Exercise prompt: Everything from the line with "Could you please locate the black handbag" through the last line of the records below should be copied exactly, both ends included.

Exercise data:
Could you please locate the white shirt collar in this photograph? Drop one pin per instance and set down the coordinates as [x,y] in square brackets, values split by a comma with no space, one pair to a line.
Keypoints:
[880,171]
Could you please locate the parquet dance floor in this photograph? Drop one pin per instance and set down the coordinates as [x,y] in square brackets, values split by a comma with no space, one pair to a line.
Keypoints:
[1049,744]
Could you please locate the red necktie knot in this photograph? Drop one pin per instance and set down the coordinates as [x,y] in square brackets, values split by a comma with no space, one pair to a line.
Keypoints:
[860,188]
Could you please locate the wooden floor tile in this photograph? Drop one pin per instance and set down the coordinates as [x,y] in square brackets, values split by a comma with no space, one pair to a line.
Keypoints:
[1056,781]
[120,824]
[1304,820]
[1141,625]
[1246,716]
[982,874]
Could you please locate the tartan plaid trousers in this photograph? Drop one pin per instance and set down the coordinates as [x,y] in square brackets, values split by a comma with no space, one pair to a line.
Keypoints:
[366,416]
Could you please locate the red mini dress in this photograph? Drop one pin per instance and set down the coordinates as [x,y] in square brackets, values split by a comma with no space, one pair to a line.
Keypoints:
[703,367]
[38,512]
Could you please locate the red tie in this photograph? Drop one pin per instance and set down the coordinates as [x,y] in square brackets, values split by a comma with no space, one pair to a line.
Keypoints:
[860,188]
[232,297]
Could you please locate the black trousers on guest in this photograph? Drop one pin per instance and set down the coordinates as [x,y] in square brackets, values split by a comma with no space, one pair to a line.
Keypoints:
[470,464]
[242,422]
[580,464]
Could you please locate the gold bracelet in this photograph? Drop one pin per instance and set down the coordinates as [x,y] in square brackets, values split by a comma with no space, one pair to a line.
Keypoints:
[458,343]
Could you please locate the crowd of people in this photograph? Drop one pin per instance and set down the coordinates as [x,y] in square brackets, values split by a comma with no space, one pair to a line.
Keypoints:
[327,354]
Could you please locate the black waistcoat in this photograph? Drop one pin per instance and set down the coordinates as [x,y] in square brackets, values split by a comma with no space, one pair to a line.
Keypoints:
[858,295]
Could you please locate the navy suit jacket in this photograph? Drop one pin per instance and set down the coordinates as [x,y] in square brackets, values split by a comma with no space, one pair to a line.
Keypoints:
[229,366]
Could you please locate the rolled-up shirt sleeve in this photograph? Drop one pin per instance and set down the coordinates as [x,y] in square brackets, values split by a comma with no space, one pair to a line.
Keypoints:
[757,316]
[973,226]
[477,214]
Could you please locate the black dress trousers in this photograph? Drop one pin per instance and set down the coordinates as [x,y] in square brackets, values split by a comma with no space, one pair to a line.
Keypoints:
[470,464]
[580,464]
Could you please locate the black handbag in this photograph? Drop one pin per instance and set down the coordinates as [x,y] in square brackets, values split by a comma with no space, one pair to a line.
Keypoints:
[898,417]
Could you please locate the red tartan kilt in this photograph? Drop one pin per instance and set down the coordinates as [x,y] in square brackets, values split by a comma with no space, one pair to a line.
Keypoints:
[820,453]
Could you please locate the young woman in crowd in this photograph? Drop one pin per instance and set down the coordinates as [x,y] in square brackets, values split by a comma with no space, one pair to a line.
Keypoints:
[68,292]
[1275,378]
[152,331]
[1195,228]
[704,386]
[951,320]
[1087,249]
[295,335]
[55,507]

Expected answer:
Could you please locate the black handbag in this photograph? Drop one pin per instance and set down the coordinates as [x,y] in square brackets, values split by a comma with no space, one pair to a line.
Keypoints:
[898,417]
Could you please locate the red tartan kilt in this photograph? Drop one pin per instance and set down the coordinates as [x,y] in square brackets, values split by a comma with no space, one pair to a line.
Keypoints:
[820,453]
Could you please locate the young woman in crowd in this photograph? Drop one pin per instance and set down the coordinates as [x,y] in square brackets, values split by a comma with no space, one pair to a line.
Keypoints:
[68,292]
[1275,378]
[152,331]
[1195,228]
[704,386]
[951,320]
[1087,249]
[295,335]
[55,507]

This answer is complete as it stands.